TEXT SEGMENT =>
- - -
New York Post
November 16, 2004
Three fraternity brothers told their St. John's pledges to "assume the position" in a Queens park, then brutally beat one to the point of kidney failure as part of a violent hazing ritual, prosecutors said yesterday.
Matthew Fraser, 24, Anthony Dabreu, 25, and Phillippe Moreau, 32, stand accused of second-degree assault for allegedly paddling Brian Chambers last summer while he was pledging the Phi Beta Sigma fraternity.
"They have to bend forward at
the waist, stick their backsides out with their hands in front protecting their
genitals, while the defendants took the paddle and whacked them in the backside,
over and over," said
prosecutor Kimberley Nielsen in her opening statement in Queens Supreme Court.
According to Nielsen, Chambers, 21, spent two weeks at Beth Israel Medical Center in June and July of 2003 after being paddled in Kissena Park.
She said Moreau often drove the pledges to the park, where they were made to perform calisthenics, recite historical facts and, as the summer went on, endure beatings.
She said hospital records would show Chambers' buttocks were "a mass of bruises" and that his kidneys had given out as a result of blunt force trauma. Fraser's attorney, Frank Hancock, said Chambers' wounds could have been sustained from boxing.
- - -
EXERCISE GOAL =>
Answer these questions from the hazing article:
(a) What charge do Fraser, Dabreu and Moreau face?
(b) At which hospital did Chambers spend time, and for how long?
(c) According to Fraser's attorney, what could have caused Chambers' wounds?
- - -
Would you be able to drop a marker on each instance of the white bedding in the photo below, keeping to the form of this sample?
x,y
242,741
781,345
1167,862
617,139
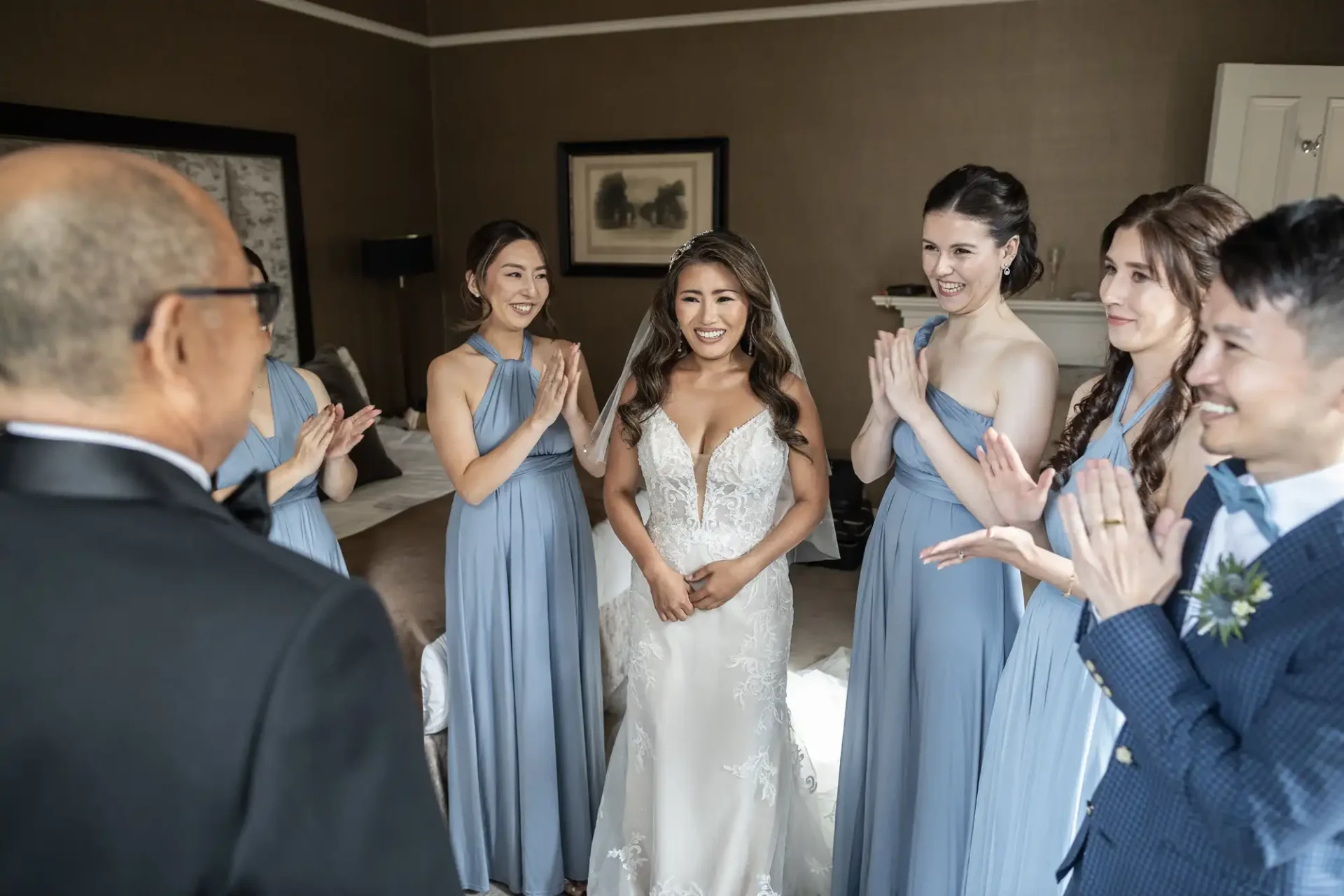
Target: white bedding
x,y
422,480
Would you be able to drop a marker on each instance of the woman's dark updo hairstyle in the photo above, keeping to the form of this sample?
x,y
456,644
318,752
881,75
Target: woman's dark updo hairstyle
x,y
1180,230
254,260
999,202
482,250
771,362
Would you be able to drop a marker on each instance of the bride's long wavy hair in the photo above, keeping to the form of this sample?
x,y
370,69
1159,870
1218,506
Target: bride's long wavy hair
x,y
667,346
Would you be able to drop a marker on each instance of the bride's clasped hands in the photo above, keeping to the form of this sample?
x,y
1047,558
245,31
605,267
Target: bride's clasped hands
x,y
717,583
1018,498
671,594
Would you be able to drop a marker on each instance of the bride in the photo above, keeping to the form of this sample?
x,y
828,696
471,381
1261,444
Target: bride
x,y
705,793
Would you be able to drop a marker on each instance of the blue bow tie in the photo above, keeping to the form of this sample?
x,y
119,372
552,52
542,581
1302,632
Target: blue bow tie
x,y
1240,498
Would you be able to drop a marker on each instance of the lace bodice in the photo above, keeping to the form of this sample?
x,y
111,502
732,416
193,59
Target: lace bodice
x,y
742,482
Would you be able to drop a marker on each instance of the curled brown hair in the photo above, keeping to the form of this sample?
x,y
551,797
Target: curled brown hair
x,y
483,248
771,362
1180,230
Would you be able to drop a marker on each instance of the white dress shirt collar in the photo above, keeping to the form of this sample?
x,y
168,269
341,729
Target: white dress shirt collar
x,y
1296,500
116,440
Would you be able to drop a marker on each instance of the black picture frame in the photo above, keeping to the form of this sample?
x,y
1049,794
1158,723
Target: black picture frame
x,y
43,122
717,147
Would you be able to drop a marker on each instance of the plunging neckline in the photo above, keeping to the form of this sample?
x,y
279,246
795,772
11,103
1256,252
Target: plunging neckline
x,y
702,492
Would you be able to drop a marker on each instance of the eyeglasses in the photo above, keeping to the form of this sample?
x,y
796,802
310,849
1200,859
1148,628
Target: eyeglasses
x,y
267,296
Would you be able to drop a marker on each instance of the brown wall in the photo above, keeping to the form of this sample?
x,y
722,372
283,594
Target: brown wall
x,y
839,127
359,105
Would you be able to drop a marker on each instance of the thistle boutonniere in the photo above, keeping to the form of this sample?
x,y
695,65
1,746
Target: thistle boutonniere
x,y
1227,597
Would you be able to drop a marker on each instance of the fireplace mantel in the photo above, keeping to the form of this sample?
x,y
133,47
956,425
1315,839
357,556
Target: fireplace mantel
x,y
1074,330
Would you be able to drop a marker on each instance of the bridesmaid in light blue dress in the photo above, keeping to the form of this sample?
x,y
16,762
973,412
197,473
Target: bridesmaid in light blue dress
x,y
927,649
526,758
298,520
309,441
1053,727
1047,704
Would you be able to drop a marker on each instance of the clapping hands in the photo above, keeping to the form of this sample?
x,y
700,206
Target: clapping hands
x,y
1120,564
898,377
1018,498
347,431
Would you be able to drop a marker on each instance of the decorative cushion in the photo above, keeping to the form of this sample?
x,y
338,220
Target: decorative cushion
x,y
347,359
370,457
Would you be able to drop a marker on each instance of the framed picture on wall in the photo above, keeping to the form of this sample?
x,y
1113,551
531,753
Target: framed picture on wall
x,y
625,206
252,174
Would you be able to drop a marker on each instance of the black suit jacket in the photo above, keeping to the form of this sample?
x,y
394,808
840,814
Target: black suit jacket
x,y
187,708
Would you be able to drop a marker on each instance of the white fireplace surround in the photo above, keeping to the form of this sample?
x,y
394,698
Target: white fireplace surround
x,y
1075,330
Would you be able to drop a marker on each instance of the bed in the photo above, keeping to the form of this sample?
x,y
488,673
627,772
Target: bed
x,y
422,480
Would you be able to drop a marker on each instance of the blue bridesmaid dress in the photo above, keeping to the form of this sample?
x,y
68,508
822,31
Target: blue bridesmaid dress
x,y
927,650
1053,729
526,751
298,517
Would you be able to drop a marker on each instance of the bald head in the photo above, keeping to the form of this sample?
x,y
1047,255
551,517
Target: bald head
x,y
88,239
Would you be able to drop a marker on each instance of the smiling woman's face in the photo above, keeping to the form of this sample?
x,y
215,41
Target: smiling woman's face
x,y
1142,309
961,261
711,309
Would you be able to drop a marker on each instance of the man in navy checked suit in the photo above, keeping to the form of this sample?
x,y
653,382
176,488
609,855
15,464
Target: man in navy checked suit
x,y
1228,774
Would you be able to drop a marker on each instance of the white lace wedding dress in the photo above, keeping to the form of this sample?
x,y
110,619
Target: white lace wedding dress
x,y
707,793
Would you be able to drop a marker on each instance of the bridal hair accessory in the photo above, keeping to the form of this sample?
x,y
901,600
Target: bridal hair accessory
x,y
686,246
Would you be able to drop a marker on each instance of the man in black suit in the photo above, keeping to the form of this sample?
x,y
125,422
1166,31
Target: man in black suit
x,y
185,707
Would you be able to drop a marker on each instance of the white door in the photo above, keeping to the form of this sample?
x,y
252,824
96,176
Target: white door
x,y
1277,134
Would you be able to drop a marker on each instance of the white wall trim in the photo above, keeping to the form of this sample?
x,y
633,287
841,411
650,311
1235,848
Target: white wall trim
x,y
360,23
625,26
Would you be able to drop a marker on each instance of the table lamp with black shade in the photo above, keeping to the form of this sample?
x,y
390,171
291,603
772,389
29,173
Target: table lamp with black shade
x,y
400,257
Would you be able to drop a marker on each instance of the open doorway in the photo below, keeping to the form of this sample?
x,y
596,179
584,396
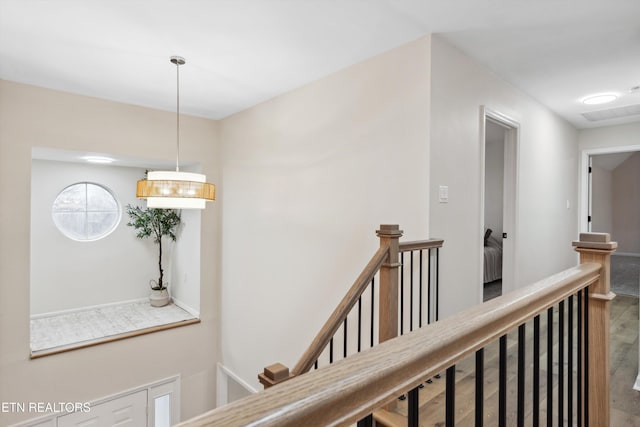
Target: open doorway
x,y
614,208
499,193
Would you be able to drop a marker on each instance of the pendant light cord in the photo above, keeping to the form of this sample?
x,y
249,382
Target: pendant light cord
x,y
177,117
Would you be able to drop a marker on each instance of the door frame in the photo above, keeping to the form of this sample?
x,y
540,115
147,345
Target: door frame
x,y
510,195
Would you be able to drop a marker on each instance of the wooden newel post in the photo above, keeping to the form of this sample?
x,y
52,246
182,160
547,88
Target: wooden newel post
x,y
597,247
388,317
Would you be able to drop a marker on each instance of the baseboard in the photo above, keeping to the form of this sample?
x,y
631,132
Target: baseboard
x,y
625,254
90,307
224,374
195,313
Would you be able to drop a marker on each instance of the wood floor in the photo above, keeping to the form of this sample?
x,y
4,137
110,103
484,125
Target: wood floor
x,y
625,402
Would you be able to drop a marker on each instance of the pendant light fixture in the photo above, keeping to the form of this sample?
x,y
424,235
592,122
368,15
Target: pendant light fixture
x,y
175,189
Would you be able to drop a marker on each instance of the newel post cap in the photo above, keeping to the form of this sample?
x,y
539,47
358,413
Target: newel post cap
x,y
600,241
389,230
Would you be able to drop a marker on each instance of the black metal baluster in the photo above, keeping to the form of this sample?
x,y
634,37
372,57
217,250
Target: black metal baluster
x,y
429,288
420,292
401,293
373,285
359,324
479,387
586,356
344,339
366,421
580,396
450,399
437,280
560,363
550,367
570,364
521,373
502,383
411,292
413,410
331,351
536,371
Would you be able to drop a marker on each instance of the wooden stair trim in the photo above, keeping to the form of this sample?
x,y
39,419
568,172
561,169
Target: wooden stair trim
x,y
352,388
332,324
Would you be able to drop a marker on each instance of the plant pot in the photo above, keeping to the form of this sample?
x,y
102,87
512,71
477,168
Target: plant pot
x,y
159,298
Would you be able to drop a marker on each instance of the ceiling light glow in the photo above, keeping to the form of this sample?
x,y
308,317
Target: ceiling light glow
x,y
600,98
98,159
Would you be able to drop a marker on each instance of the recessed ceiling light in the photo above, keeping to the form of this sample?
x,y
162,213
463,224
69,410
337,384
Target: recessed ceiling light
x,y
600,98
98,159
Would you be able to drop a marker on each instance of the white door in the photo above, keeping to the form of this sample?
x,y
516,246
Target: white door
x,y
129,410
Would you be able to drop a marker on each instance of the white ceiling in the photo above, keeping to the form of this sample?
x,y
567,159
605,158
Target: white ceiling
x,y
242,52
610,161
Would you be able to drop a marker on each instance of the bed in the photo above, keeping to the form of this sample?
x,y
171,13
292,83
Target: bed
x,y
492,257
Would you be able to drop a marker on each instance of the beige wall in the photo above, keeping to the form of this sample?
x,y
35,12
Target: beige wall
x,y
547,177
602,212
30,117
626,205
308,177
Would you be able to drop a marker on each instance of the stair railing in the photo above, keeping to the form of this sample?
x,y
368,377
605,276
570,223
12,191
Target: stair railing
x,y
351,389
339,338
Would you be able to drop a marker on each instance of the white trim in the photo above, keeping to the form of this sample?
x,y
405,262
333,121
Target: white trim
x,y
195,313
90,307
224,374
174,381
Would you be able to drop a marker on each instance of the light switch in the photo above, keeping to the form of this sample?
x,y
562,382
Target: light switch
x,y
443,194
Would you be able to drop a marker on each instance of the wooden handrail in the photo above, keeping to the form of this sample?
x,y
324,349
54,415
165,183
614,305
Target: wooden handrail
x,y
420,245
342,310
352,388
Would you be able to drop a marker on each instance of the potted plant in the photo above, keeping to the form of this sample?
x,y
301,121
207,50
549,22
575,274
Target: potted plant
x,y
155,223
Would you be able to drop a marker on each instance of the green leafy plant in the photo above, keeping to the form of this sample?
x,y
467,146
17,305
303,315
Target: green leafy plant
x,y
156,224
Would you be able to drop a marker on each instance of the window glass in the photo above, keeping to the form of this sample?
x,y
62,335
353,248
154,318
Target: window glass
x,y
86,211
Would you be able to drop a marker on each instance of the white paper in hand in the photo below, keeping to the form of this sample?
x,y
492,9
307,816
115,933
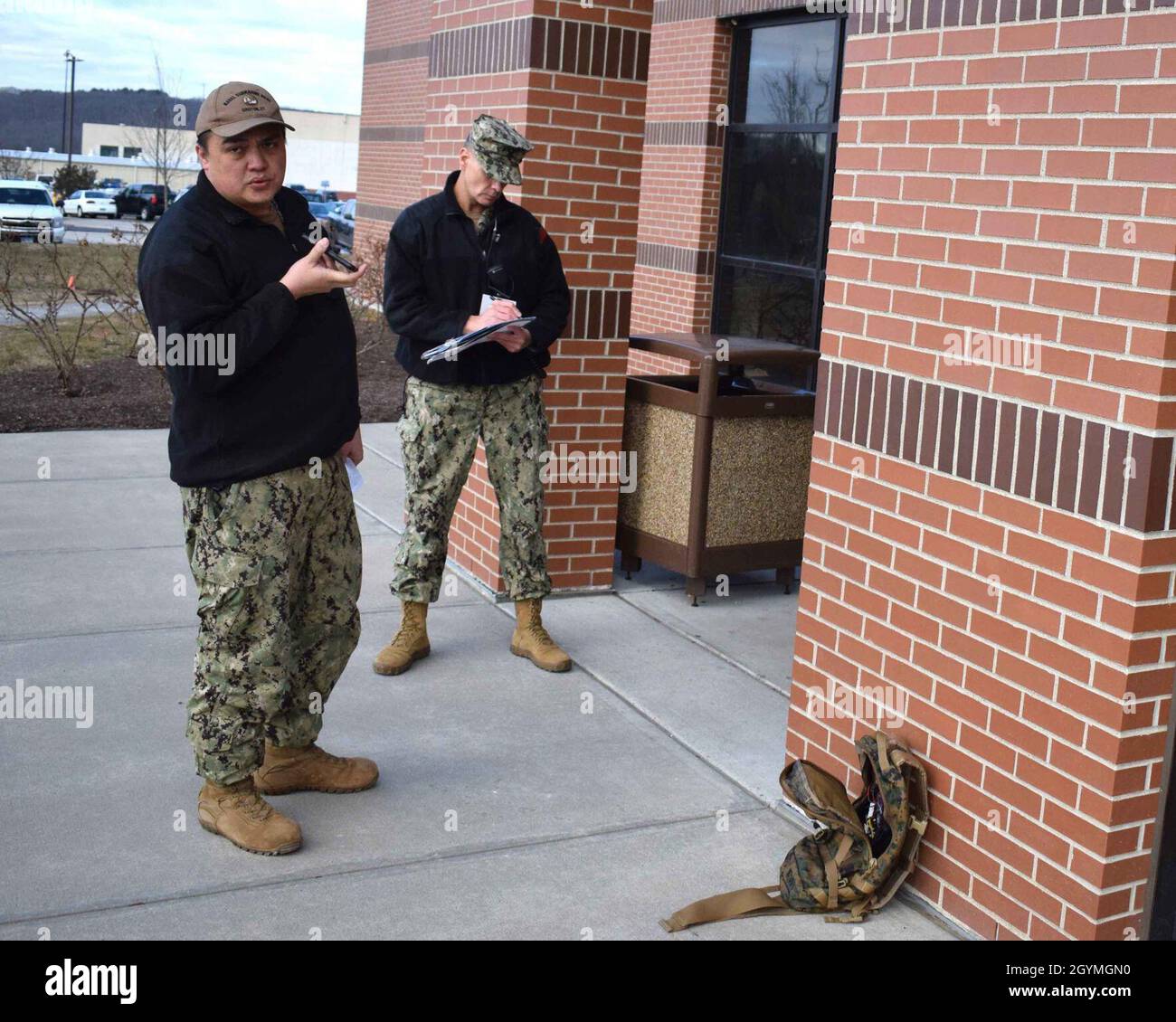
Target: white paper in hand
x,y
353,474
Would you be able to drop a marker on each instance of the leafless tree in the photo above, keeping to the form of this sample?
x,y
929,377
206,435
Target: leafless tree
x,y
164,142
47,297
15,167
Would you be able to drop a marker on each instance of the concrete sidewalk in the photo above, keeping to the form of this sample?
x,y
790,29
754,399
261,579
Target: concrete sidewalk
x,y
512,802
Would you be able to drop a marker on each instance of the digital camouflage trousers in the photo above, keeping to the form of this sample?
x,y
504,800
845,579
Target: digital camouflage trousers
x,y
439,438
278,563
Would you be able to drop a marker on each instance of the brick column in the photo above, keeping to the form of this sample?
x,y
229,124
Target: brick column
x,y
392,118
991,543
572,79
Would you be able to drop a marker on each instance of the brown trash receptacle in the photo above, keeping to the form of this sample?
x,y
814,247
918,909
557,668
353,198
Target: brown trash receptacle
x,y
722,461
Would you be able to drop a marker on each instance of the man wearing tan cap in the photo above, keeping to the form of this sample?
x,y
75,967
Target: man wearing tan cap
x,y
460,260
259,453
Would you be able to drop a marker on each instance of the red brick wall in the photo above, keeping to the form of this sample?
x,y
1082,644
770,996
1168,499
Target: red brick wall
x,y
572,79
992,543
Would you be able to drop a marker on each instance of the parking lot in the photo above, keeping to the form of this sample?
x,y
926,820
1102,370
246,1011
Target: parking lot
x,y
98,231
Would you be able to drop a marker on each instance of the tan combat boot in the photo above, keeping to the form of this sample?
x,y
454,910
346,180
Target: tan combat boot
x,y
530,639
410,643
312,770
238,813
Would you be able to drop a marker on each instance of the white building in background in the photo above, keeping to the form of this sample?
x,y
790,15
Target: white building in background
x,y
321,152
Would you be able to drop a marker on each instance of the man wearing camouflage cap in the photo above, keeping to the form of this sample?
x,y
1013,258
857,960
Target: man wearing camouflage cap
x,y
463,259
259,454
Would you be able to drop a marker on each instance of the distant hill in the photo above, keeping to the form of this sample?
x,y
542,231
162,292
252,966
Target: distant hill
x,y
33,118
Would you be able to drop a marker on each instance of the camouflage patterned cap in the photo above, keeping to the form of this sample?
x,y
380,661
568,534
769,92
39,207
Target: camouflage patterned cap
- - -
EXERCISE ANSWER =>
(a) Second-degree assault.
(b) Beth Israel Medical Center, for two weeks.
(c) Boxing.